··· データ ···
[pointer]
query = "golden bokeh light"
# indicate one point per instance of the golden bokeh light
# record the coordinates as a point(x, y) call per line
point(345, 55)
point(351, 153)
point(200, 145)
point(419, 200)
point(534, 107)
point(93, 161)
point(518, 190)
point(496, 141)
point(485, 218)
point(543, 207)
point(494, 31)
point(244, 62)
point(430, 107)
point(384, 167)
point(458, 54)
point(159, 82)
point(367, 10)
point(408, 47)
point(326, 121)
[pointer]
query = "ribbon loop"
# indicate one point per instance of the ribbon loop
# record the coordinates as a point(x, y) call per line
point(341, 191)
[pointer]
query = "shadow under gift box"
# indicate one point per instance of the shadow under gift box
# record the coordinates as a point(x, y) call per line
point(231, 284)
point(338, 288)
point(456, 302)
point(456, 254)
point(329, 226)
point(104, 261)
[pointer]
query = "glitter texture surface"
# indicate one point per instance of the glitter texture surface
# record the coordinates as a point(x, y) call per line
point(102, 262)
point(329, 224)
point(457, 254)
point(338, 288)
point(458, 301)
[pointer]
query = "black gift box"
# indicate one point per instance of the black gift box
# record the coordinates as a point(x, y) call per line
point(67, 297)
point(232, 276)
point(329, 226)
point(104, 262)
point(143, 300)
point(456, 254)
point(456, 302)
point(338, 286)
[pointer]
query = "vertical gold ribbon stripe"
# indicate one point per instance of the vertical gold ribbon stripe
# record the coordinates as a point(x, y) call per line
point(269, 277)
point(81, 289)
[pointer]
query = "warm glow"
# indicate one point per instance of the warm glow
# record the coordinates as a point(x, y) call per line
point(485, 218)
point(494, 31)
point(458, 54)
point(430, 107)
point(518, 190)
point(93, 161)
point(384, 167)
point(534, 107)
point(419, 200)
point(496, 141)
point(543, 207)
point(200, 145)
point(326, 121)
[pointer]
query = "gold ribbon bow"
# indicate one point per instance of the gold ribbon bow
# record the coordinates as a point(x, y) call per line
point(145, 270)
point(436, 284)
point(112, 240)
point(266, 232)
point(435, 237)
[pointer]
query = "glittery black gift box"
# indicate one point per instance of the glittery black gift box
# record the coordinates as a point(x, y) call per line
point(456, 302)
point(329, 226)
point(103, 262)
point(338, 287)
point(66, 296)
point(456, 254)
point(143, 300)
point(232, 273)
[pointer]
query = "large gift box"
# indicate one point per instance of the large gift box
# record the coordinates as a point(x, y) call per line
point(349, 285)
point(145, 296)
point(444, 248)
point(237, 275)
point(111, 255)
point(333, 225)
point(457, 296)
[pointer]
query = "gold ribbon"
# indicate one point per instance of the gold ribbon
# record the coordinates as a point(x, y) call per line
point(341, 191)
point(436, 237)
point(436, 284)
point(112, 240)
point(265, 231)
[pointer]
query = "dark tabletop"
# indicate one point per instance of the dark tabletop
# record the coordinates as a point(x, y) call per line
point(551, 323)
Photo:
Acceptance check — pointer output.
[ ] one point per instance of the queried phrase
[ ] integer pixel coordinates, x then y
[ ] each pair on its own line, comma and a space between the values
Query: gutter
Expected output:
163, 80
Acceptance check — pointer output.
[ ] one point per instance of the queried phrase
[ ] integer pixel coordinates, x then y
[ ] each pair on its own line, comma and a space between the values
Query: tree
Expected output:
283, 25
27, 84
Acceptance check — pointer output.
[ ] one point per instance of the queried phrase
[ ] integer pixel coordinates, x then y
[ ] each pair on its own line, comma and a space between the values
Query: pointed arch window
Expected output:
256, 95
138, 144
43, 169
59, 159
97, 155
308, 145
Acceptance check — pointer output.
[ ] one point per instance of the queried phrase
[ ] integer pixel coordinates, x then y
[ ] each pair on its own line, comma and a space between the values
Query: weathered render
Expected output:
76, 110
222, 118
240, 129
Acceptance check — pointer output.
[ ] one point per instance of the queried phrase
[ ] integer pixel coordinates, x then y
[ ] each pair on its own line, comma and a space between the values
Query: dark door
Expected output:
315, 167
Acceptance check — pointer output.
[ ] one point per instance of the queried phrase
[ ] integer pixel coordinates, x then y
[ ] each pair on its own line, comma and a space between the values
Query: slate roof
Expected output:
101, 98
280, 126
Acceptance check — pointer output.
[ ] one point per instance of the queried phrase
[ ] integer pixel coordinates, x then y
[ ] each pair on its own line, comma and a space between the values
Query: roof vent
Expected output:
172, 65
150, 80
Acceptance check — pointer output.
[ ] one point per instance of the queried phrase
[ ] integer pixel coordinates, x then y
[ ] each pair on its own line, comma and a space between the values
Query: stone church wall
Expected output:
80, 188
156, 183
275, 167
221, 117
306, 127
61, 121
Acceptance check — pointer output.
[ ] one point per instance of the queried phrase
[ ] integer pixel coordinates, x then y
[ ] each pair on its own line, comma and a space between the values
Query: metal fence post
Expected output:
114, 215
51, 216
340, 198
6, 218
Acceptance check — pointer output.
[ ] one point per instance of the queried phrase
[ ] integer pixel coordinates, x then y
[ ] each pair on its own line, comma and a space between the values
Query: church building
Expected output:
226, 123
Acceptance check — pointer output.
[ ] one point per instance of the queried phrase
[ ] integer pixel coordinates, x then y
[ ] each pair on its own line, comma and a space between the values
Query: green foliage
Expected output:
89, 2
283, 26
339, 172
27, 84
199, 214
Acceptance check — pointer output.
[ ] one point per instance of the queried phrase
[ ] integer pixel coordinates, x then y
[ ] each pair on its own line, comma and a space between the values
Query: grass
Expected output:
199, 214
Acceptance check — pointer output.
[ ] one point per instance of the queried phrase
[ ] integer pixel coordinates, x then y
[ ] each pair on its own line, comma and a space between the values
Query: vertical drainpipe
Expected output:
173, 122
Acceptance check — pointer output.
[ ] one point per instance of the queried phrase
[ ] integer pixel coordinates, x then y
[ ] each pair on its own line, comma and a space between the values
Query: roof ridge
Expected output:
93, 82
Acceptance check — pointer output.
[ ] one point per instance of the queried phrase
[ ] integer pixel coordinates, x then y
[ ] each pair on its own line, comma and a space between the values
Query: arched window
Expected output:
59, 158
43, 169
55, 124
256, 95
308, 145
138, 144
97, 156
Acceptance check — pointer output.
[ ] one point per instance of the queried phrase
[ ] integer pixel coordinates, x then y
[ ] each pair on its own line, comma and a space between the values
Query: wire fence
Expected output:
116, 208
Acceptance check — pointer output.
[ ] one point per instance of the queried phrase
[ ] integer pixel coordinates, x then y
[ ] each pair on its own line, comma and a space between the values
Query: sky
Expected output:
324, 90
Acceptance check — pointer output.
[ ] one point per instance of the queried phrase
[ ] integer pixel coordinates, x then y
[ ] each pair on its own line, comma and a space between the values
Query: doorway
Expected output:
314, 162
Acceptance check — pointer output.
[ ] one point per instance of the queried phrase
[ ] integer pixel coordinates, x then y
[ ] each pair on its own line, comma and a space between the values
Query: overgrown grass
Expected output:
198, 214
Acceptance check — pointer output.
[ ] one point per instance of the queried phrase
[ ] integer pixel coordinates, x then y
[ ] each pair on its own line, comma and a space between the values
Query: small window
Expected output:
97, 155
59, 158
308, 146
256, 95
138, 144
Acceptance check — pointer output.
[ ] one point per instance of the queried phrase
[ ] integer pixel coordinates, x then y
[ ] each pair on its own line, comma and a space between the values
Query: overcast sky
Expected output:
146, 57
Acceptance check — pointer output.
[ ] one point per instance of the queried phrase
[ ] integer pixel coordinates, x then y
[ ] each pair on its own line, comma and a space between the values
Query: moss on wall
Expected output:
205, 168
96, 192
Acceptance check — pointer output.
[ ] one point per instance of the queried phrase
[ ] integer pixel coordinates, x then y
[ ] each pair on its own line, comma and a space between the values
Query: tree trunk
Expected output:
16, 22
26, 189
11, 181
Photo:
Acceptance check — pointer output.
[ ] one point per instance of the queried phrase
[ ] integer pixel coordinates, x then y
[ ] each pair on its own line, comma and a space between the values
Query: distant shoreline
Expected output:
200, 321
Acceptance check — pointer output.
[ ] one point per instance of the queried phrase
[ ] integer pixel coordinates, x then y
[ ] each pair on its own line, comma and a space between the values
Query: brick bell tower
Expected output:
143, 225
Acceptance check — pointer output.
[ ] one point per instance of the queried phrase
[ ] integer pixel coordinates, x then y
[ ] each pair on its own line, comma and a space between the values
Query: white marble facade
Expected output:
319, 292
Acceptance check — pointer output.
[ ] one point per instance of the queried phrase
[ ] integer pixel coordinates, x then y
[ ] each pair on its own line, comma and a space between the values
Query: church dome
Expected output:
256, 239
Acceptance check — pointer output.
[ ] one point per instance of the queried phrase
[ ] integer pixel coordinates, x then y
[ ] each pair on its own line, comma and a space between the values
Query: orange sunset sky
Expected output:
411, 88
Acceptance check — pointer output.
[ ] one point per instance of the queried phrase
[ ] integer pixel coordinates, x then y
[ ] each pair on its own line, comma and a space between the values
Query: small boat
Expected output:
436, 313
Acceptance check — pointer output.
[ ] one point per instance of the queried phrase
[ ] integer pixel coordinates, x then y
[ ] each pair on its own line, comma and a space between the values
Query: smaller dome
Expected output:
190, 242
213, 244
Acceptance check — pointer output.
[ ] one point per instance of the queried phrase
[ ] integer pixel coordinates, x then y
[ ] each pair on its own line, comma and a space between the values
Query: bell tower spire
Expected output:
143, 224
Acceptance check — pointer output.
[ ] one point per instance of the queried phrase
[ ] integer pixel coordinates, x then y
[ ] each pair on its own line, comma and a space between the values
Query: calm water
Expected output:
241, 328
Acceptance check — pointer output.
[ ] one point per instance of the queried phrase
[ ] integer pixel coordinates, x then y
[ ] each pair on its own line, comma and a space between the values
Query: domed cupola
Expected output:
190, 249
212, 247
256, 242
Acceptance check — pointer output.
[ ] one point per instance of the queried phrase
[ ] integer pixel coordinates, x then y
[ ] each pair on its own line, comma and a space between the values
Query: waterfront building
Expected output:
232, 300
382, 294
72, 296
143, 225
···
### やること
上の行のうち、「tabletop」という文字列を含むものをすべてそのまま返してください。大文字と小文字は区別します。

### 正解
query = "dark tabletop"
# indicate one point per instance of the dark tabletop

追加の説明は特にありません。